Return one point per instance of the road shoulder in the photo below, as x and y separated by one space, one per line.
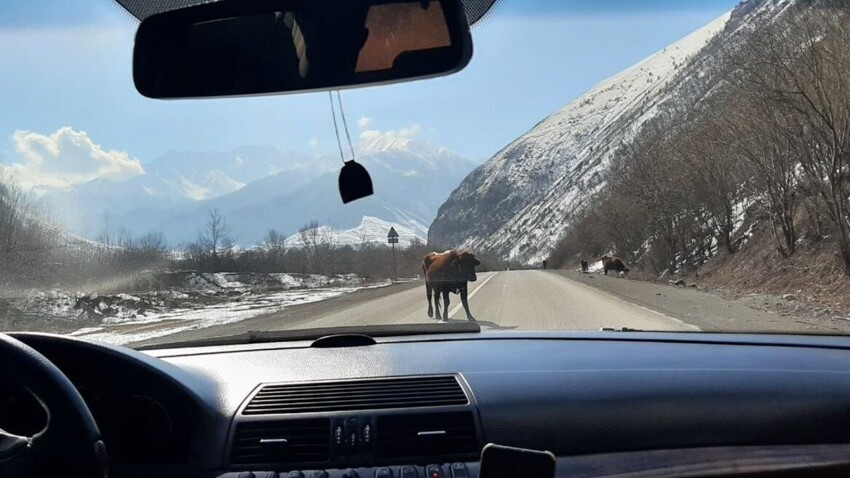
709 312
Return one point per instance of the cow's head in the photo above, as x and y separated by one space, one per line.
465 264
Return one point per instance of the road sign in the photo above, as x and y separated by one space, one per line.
392 238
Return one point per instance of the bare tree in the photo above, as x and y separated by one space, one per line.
275 244
215 234
798 65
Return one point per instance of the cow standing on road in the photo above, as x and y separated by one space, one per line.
612 263
448 272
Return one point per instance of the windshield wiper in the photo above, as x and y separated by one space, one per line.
260 337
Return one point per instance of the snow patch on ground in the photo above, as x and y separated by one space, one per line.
196 300
180 320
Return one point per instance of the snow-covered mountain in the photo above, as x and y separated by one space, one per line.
411 178
371 230
519 202
260 187
173 182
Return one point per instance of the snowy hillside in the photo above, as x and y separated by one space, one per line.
372 230
519 202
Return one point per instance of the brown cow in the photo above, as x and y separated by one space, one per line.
614 264
450 271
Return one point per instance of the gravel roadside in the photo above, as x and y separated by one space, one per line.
713 312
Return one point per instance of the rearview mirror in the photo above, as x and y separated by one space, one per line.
233 48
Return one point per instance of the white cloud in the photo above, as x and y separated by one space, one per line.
65 158
401 134
364 122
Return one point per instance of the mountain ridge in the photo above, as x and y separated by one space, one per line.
529 189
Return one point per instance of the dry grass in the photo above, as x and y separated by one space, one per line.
813 274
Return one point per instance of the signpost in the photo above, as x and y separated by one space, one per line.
392 238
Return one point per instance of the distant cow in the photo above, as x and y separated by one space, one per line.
450 271
612 263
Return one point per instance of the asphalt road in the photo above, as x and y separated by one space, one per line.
524 300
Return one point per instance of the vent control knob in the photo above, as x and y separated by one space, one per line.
384 472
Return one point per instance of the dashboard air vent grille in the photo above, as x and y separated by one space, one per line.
374 394
437 435
294 441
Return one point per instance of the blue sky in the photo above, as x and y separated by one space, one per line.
66 63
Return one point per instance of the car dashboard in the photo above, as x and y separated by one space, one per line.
605 404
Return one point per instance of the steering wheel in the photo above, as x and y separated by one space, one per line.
69 444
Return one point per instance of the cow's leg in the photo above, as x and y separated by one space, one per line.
428 291
437 293
465 301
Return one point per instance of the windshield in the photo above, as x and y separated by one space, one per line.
652 166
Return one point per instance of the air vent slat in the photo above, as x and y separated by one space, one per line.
372 394
361 383
398 436
308 442
435 389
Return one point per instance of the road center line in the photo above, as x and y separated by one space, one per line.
482 284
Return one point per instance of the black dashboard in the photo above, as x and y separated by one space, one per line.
603 403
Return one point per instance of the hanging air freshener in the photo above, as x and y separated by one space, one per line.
354 181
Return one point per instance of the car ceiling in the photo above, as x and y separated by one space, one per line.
476 10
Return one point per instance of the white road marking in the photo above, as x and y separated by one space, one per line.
469 296
620 299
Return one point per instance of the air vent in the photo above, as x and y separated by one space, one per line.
430 435
375 394
295 441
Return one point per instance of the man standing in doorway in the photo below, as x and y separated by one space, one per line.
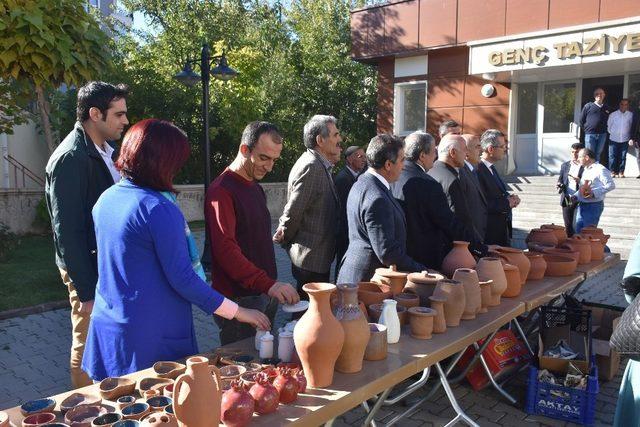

------------------------------

● **GOAL OF THE EXERCISE**: Copy out every line of the data above that contains the string "vent".

● **EXERCISE OUTPUT**:
Return one point per instance of the vent control knob in the photo above, as x and y separated by one space, one per line.
Return one point per instance of the dashboard air vent grille in the photo above, as x and y separated by one space, one per line.
Return one point per instance of the air vent slat in the photo above, as x and y separated by one space, one per line.
Return one point per instance of the air vent in the photo above, as x and y separated by one space, one per line.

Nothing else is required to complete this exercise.